(OBJETIVO 1): Transcreva sem alterações as linhas da listagem compreendidas entre a que contém "Label the framed" e o fim da listagem, inclusive.
──────────────────────────────
Falecido aos 67 anos de idade, e. e. cummings pertence à estirpe dos inventores da poesia moderna, ao rol daqueles poucos que realmente transformaram a linguagem poética de nosso tempo, em sintonia com o prospecto de uma civilização cujos crescentes progressos científicos vão abolindo vertiginosamente as fronteira entre a realidade e a ficção.
Abominado por críticos e poetas conservadores, cummings mereceu, em contrapartida, a admiração de escritores do porte de Marianne Moore, William Carlos William, John dos Passos e Ezra Pound.

(comentários de Haroldo de Campos publicadono livro "poem(a)s" Editora Francisco Alves - 1998)

somewhere i have never travelled, gladly beyond
any experience,your eyes have their silence:
in your most frail gesture are things which enclose me,
or which i cannot touch because they are too near

your slightest look will easily unclose me
though i have closed myself as fingers,
you open always petal by petal myself as Spring opens
(touching skilfully,mysteriously)her first rose

or if your wish be to close me, i and
my life will shut very beautifully ,suddenly,
as when the heart of this flower imagines
the snow carefully everywhere descending;

nothing which we are to perceive in this world equals
the power of your intense fragility:whose texture
compels me with the color of its countries,
rendering death and forever with each breathing

(i do not know what it is about you that closes
and opens;only something in me understands
the voice of your eyes is deeper than all roses)
──────────────────────────────
(OBJETIVO 2): Reproduza fielmente o trecho do texto de origem entre "nothing which we" e "than all roses)", inclusive.

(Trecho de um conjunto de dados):
──────────────────────────────
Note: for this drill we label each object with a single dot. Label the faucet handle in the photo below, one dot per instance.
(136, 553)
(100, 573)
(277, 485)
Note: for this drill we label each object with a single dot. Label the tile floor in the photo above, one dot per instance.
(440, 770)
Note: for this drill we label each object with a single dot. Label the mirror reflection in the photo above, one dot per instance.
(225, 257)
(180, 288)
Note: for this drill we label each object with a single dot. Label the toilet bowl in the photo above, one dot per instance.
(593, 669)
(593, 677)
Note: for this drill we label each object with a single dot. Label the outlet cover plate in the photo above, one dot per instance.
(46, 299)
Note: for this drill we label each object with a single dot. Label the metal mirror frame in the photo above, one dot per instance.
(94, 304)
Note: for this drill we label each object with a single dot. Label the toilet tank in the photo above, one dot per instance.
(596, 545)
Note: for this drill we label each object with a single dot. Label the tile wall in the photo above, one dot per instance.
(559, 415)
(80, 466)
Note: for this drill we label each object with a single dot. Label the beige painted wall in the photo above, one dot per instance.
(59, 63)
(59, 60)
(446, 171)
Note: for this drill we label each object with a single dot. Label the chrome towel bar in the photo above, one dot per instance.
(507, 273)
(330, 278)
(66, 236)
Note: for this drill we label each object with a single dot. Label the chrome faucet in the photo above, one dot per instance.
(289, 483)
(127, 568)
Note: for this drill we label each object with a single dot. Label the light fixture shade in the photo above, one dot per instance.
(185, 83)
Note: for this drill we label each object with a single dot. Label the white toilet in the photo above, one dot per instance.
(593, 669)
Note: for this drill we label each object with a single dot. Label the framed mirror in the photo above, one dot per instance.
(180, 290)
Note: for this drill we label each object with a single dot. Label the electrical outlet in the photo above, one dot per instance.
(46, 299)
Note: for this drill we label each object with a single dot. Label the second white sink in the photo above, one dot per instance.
──────────────────────────────
(SAÍDA DO EXERCÍCIO 1):
Note: for this drill we label each object with a single dot. Label the framed mirror in the photo above, one dot per instance.
(180, 290)
Note: for this drill we label each object with a single dot. Label the electrical outlet in the photo above, one dot per instance.
(46, 299)
Note: for this drill we label each object with a single dot. Label the second white sink in the photo above, one dot per instance.

(SAÍDA DO EXERCÍCIO 2):
nothing which we are to perceive in this world equals
the power of your intense fragility:whose texture
compels me with the color of its countries,
rendering death and forever with each breathing

(i do not know what it is about you that closes
and opens;only something in me understands
the voice of your eyes is deeper than all roses)